*** LISTED RECORDS

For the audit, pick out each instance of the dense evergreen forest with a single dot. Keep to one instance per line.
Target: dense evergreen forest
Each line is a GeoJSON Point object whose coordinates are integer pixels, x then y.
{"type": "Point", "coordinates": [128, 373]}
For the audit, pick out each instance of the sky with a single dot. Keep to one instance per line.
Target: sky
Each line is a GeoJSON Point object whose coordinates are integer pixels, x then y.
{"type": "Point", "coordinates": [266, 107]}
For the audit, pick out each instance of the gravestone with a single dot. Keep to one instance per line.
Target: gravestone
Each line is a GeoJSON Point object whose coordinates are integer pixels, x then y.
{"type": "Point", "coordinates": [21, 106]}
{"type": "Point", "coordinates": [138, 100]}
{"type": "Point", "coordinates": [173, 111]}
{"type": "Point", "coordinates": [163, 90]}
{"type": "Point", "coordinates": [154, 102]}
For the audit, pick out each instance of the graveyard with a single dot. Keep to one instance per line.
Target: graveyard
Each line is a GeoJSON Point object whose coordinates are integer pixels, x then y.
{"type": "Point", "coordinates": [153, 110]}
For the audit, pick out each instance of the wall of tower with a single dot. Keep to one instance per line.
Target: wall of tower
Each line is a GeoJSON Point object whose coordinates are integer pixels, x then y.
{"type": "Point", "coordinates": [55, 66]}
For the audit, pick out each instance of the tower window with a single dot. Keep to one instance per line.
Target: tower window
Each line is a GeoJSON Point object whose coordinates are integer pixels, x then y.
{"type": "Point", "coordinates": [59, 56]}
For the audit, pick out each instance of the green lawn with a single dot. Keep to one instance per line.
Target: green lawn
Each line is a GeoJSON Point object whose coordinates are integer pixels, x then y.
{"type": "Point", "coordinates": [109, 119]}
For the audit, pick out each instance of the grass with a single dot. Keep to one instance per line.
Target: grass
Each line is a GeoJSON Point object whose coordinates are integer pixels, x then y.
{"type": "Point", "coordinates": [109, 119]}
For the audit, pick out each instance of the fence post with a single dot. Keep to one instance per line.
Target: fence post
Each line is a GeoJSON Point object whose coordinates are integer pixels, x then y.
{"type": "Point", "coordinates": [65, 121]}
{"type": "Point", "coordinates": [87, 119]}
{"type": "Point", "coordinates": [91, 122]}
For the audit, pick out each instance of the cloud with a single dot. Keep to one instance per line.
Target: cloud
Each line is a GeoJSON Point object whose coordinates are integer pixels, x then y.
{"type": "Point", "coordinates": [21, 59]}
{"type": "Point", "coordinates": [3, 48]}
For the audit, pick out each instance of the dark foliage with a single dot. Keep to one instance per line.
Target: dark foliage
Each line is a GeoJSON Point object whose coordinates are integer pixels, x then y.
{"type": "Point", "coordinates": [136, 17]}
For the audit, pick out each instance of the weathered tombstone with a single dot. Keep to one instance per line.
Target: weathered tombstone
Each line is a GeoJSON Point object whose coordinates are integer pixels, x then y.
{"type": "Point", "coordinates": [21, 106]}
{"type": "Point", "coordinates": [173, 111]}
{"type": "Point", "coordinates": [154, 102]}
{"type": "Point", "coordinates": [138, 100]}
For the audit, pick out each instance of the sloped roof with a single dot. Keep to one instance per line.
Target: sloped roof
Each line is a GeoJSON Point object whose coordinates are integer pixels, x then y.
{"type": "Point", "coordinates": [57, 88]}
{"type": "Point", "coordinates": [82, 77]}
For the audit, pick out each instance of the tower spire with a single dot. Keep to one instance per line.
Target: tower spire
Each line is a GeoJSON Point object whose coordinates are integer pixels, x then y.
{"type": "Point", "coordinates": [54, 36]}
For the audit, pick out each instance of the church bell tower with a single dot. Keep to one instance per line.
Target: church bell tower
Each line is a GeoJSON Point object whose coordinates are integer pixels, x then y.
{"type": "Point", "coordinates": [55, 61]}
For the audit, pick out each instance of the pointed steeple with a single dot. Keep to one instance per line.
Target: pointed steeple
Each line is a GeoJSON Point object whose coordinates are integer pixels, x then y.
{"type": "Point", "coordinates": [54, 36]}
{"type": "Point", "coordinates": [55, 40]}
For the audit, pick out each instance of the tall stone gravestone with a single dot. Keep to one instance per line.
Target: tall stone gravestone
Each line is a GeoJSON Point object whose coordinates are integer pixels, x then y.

******

_EXERCISE DETAILS_. Give back the entire listing, line for line, exactly as it stands.

_WRITTEN REPLY_.
For the audit, pick out each instance of the dense evergreen forest with a single dot. Keep to one instance per line.
Target: dense evergreen forest
Each line is a GeoJSON Point object whose coordinates are integer pixels, x then y.
{"type": "Point", "coordinates": [128, 373]}
For the audit, pick out each instance of the sky with a single dot. Keep to one instance per line.
Target: sky
Each line is a GeoJSON Point object whose coordinates are integer pixels, x then y.
{"type": "Point", "coordinates": [266, 107]}
For the audit, pick out each instance of the gravestone with a single dot. Keep to one instance per line.
Target: gravestone
Each line is a GeoJSON Point object whose coordinates are integer pixels, x then y.
{"type": "Point", "coordinates": [21, 106]}
{"type": "Point", "coordinates": [138, 100]}
{"type": "Point", "coordinates": [173, 111]}
{"type": "Point", "coordinates": [163, 90]}
{"type": "Point", "coordinates": [154, 102]}
For the audit, pick out each instance of the graveyard with a single dot. Keep to one instance per line.
Target: graveyard
Each line is a GeoJSON Point object whose coordinates are integer pixels, x then y.
{"type": "Point", "coordinates": [153, 110]}
For the audit, pick out each instance of the wall of tower with a single dot. Keep to one instance per line.
Target: wall of tower
Each line is a GeoJSON Point object whose coordinates are integer pixels, x then y.
{"type": "Point", "coordinates": [55, 66]}
For the audit, pick out each instance of the tower window with a single dot. Keep to one instance per line.
Target: tower window
Each line is a GeoJSON Point object whose coordinates are integer pixels, x then y.
{"type": "Point", "coordinates": [59, 56]}
For the audit, pick out each instance of the green lawn with a single dot. Keep to one instance per line.
Target: green lawn
Each line is a GeoJSON Point object whose coordinates are integer pixels, x then y.
{"type": "Point", "coordinates": [109, 119]}
For the audit, pick out each instance of the grass with a single dot. Keep to one instance per line.
Target: grass
Each line is a GeoJSON Point object whose coordinates are integer pixels, x then y.
{"type": "Point", "coordinates": [109, 119]}
For the audit, pick out each instance of the fence post with a single dot. Keep to one instance per line.
Target: fence post
Each line is a GeoJSON Point object whose coordinates are integer pixels, x then y.
{"type": "Point", "coordinates": [65, 121]}
{"type": "Point", "coordinates": [87, 119]}
{"type": "Point", "coordinates": [91, 122]}
For the audit, pick out each instance of the cloud with a single dot. Keep to one instance per line.
Target: cloud
Each line is a GeoJSON Point object whose coordinates are integer pixels, x then y.
{"type": "Point", "coordinates": [21, 59]}
{"type": "Point", "coordinates": [3, 48]}
For the audit, pick out each instance of the dark foliage with a single dot. Keep to one instance per line.
Target: dark foliage
Each line is a GeoJSON Point object whose coordinates are integer pixels, x then y.
{"type": "Point", "coordinates": [136, 17]}
For the audit, pick out each instance of the weathered tombstone with a single dot. Keep to one instance per line.
Target: weathered tombstone
Each line is a GeoJSON Point object whose coordinates are integer pixels, x then y.
{"type": "Point", "coordinates": [21, 106]}
{"type": "Point", "coordinates": [173, 111]}
{"type": "Point", "coordinates": [154, 102]}
{"type": "Point", "coordinates": [138, 100]}
For the audit, pick out each instance of the sloped roof with a single dot. Keep to one instance per line.
Target: sloped roof
Each line is a GeoJSON Point object whose coordinates are integer pixels, x then y.
{"type": "Point", "coordinates": [57, 88]}
{"type": "Point", "coordinates": [82, 77]}
For the audit, pick out each instance of the tower spire with a single dot. Keep to one instance per line.
Target: tower spire
Each line is a GeoJSON Point object whose coordinates are integer pixels, x then y.
{"type": "Point", "coordinates": [54, 36]}
For the audit, pick out each instance of the church bell tower with a single dot. Keep to one instance per line.
Target: church bell tower
Each line is a GeoJSON Point object whose coordinates are integer pixels, x then y.
{"type": "Point", "coordinates": [55, 61]}
For the audit, pick out each instance of the pointed steeple with a single dot. Keep to one instance per line.
Target: pointed steeple
Each line is a GeoJSON Point object whose coordinates are integer pixels, x then y.
{"type": "Point", "coordinates": [54, 36]}
{"type": "Point", "coordinates": [55, 40]}
For the audit, pick out each instance of the tall stone gravestone with a single dot. Keep to one instance per line.
Target: tall stone gravestone
Each line is a GeoJSON Point object whose coordinates are integer pixels, x then y.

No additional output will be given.